▸ **QUELLAUSZUG**:
Obwohl etwa hundert Einwohner von Christiania, so schätzt Steckel, ihren Lebensunterhalt mit dem Grassverkauf verdienen, sieht die Mehrzahl die Pusher Street als Problem an. Die „Hells Angels“ und mehrere kleinere, von Südosteuropäern dominierte Banden kontrollieren den Handel. Die Straße duftet nach schnellem Geld und lockt deshalb viele tatsächlich kriminelle, gewalttätige Personen ins Hippieland. Dass die ansonsten so kämpferischen Christianiter leicht lethargisch deren Anwesenheit tolerieren, liegt zuerst an der eigenen Biografie. Kiffen gehört zum Leben. Steckel ist das beste Beispiel. Der Sohn einer traditionsreichen Zirkusfamilie raucht, seit er 17 ist, regelmäßig. Klar sei Kiffen eine Sucht, sagt er. Rauchen und Trinken aber auch.

Selbstverständlich ist er für die Legalisierung. Wie fast alle in Christiania. Regelmäßig organisiert die Free-Hash-Bewegung Smoke-ins. „Seit 15 Jahren hat die Polizei in Christiania keine harten Drogen gefunden“, sagt Steckel. Stolz klingt das wieder, etwas trotzig, beruhigend.

(Auszüge aus Begrenzungsrahmendaten)

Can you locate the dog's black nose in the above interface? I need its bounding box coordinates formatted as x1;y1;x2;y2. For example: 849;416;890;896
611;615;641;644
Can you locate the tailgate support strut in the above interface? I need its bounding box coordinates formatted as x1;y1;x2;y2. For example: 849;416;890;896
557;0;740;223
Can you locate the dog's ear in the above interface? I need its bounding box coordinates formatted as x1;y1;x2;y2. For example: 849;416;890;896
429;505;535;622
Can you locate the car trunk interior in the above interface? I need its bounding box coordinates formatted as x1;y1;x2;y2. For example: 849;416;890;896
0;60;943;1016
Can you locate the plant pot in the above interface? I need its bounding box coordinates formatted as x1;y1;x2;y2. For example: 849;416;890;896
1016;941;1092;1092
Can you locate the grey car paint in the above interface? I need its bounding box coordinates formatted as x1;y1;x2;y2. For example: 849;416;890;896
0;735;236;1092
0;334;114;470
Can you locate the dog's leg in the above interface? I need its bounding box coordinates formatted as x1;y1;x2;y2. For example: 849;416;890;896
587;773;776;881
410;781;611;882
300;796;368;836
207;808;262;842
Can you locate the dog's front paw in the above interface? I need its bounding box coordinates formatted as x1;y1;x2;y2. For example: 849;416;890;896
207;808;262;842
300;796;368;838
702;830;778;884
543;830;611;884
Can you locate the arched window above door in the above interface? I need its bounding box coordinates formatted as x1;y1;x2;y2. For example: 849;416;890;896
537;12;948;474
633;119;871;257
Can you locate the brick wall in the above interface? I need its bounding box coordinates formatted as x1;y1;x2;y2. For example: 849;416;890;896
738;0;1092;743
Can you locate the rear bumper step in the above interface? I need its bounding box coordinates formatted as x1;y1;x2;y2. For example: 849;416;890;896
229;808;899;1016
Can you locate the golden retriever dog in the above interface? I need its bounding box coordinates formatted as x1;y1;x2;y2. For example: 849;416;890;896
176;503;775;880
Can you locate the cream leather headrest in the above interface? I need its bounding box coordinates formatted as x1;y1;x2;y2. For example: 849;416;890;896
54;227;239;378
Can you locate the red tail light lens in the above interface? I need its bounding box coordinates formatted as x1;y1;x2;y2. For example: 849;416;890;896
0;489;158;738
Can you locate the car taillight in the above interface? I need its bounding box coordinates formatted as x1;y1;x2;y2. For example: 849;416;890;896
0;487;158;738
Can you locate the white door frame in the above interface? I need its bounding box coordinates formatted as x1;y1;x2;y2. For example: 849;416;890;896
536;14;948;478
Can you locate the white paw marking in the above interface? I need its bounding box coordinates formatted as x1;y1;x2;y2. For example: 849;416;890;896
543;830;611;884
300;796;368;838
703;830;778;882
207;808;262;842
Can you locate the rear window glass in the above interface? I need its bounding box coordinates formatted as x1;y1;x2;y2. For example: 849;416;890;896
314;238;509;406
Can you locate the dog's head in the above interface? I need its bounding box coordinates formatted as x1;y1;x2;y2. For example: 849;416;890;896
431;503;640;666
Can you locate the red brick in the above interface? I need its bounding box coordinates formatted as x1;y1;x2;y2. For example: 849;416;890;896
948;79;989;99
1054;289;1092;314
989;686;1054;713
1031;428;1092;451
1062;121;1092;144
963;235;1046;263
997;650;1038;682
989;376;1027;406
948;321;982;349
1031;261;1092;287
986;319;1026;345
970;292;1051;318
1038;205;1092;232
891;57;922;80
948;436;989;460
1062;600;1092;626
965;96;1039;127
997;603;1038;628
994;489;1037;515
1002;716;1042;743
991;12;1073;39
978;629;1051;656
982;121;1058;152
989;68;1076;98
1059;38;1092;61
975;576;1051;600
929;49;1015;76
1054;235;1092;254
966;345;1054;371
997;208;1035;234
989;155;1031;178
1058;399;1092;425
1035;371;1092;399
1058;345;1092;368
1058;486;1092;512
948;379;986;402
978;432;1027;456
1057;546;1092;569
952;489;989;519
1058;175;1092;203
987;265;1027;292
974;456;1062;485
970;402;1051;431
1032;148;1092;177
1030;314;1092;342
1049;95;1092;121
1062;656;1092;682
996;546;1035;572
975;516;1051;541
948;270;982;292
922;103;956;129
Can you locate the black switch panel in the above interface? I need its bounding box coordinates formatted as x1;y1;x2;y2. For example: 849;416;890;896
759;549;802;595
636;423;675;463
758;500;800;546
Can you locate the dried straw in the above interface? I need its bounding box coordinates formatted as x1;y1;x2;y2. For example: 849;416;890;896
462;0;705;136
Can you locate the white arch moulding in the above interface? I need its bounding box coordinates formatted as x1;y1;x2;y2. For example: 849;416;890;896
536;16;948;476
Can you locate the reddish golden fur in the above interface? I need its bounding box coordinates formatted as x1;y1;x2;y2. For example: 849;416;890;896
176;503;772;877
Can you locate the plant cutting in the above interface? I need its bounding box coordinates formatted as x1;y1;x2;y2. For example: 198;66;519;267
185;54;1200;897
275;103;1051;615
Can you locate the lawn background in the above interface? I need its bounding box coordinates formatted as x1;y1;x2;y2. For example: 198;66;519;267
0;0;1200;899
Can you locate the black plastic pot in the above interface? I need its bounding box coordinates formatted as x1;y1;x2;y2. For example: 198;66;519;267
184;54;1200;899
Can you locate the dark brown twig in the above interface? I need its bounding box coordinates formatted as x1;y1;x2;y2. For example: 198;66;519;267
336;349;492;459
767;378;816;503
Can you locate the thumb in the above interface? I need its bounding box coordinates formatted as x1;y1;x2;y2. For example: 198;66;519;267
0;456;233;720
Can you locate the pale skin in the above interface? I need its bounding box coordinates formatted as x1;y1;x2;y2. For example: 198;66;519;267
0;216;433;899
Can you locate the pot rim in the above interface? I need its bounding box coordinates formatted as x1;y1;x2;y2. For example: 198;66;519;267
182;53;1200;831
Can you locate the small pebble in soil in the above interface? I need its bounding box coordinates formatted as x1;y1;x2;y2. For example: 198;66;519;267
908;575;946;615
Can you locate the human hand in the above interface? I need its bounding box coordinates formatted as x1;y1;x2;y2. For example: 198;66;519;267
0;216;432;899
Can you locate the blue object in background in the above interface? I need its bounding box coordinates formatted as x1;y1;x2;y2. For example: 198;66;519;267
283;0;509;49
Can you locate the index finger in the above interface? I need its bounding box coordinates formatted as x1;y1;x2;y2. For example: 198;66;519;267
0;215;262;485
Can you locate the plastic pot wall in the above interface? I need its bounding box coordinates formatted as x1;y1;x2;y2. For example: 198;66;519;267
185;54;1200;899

▸ **ZU ERLEDIGENDE AUFGABEN**:
**A.** Fasse den Quellauszug über die Pusher Street in Christiania in zwei Sätzen zusammen.
**B.** Schreib den Quellauszug über die Pusher Street in Christiania im Anschluss an seinen letzten Satz weiter.

▸ **ERGEBNISSE JE AUFGABE**:
**A.** Nach Steckels Schätzung verdienen etwa hundert Einwohner von Christiania ihren Lebensunterhalt mit dem Grassverkauf, doch die Mehrheit sieht die von den „Hells Angels“ und kleineren Banden kontrollierte Pusher Street als Problem, weil sie viele kriminelle, gewalttätige Personen anlockt. Dass die Christianiter deren Anwesenheit tolerieren, liegt zuerst an der eigenen Biografie, denn Kiffen gehört zum Leben, und fast alle in Christiania sind wie der regelmäßig rauchende Steckel für die Legalisierung.

**B.**
In diesem Moment explodieren unten auf der Pusher Street die ersten Tränengasbomben. Geschrei. Steine fliegen.

Polizeirazzia. Männer in Kapuzenpullover, Basecaps auf dem Kopf, kurze schwarze Schlagstöcke in der Hand, stürmen die Pusher Street. Drei Verletzte werden später ins Krankenhaus eingeliefert. Tische fallen um. Glas splittert. Vom Osteingang her rückt die erste Hundertschaft Uniformierter an. Die Pusher flüchten. Einsatzwagen rasen über die sonst autofreien alten Straßen. Mütter ziehen ihre Kinder weg.

Die Polizisten diskutieren nicht. Ihr Einsatzort ist die Pusher Street, das Café Woodstock und das Nemoland. Wer sich hier befindet, wird sofort kontrolliert und dann verhaftet oder weggeschickt. Die Polizisten durchsuchen selbst Kinderwagen. Verstecke gibt es viele. Die Straßen füllen sich mit Schaulustigen. Zwei Gesichter blinzeln etwas abseits vor dem Gemüseladen keck ins Szenario. Sie gehören Simon und Henrik (Namen geändert).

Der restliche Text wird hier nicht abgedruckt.